#### [Stated goal]
Recast the entries below as a JSON list of strings, one string per line and blank lines omitted, beginning with the line that contains "Would you mind pinning the city" and continuing through the end of the entries, both ends included.

--- START ---

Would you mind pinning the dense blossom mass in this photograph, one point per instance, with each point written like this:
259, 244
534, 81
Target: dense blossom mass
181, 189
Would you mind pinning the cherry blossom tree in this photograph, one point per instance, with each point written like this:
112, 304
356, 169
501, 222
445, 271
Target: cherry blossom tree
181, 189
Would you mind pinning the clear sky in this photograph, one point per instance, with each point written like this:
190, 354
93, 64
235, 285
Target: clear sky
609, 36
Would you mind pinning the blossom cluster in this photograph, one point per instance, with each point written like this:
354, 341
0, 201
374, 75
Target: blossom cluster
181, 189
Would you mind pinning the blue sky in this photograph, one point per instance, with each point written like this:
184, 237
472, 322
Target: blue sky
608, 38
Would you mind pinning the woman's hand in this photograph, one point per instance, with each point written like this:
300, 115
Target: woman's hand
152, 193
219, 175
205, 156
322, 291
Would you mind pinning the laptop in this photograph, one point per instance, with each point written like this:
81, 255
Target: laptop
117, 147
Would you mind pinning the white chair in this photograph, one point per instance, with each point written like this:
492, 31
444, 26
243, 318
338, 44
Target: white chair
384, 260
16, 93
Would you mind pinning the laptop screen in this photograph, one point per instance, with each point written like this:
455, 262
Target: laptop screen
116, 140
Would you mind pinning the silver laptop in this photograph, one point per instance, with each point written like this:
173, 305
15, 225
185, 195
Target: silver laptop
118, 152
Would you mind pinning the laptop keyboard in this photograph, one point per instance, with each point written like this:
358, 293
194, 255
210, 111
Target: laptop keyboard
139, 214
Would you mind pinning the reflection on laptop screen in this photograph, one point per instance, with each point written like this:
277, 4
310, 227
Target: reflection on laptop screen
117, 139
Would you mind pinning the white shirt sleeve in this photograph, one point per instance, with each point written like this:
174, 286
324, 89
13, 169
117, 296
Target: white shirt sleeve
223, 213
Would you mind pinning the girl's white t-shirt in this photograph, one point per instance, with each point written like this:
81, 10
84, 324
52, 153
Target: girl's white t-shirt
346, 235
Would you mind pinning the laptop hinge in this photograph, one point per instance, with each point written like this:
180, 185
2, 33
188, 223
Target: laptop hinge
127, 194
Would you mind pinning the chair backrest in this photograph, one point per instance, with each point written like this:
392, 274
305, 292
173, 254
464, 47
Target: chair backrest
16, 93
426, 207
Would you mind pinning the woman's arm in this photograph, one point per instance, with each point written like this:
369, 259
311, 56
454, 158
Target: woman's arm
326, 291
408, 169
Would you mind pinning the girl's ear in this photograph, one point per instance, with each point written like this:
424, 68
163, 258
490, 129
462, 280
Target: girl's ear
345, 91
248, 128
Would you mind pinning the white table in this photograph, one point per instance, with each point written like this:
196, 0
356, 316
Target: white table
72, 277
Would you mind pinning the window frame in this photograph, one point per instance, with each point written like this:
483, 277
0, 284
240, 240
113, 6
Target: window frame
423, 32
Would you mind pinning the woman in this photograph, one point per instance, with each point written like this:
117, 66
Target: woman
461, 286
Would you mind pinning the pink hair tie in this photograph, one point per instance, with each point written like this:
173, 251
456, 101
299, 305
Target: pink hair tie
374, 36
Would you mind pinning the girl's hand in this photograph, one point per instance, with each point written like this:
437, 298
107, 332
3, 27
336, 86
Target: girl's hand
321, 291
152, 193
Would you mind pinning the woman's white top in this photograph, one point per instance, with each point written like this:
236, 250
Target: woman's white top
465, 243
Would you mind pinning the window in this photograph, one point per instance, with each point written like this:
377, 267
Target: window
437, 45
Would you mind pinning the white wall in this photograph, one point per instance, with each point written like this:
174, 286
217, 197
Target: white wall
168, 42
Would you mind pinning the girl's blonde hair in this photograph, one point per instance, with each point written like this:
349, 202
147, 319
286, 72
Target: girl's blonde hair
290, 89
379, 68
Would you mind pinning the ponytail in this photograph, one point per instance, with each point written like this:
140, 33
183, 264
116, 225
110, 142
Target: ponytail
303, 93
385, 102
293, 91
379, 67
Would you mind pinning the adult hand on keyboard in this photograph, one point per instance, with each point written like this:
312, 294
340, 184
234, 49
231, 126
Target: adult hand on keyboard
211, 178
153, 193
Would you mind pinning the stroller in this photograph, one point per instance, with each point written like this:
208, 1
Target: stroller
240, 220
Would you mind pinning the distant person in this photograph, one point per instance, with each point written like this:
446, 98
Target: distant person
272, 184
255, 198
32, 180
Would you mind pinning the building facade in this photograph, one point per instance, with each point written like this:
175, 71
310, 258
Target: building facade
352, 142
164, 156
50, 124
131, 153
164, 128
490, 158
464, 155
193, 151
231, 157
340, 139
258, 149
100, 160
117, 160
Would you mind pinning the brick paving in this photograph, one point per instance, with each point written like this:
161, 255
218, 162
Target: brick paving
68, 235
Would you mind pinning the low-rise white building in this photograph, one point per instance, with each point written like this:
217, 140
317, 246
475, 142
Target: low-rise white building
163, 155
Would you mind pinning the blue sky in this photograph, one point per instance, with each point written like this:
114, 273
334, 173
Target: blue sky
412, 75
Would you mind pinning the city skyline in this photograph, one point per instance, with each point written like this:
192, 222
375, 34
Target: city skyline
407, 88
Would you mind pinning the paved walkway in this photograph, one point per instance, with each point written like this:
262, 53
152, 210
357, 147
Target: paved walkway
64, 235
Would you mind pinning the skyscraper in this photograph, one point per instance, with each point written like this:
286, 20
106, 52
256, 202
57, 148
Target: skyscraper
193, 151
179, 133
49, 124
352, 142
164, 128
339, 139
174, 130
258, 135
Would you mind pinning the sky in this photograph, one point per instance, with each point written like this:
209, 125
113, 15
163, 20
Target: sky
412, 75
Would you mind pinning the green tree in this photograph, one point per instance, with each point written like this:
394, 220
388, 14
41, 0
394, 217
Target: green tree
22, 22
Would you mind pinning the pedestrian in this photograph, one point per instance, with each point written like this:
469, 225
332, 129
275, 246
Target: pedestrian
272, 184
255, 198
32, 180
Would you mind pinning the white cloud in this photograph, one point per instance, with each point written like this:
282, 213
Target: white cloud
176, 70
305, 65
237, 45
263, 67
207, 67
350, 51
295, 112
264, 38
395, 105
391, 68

--- END ---

#### [Full solution]
[
  "Would you mind pinning the city skyline in this photograph, one point per instance, with each point written like this:",
  "192, 222",
  "375, 34",
  "Target: city skyline",
  "407, 88",
  "Would you mind pinning the paved walkway in this photograph, one point per instance, with each point written like this:",
  "262, 53",
  "152, 210",
  "357, 147",
  "Target: paved walkway",
  "64, 235",
  "Would you mind pinning the skyscraper in this photograph, one point per instance, with each point written like this:",
  "286, 20",
  "106, 52",
  "256, 202",
  "57, 148",
  "Target: skyscraper",
  "193, 151",
  "179, 133",
  "49, 124",
  "352, 142",
  "164, 128",
  "339, 139",
  "174, 130",
  "258, 135",
  "Would you mind pinning the sky in this photograph, one point per instance, with each point written like this:",
  "209, 125",
  "113, 15",
  "163, 20",
  "Target: sky",
  "412, 75",
  "Would you mind pinning the green tree in this photograph, one point per instance, with each point written like this:",
  "394, 220",
  "388, 14",
  "41, 0",
  "394, 217",
  "Target: green tree",
  "22, 22",
  "Would you mind pinning the pedestrian in this photograph, one point per instance, with each point written like this:",
  "469, 225",
  "332, 129",
  "275, 246",
  "Target: pedestrian",
  "272, 184",
  "255, 198",
  "32, 180",
  "Would you mind pinning the white cloud in this photograph, one point per instance, with each point written like this:",
  "282, 213",
  "Target: white cloud",
  "176, 70",
  "305, 65",
  "237, 45",
  "263, 67",
  "207, 67",
  "350, 51",
  "295, 112",
  "264, 38",
  "395, 105",
  "391, 68"
]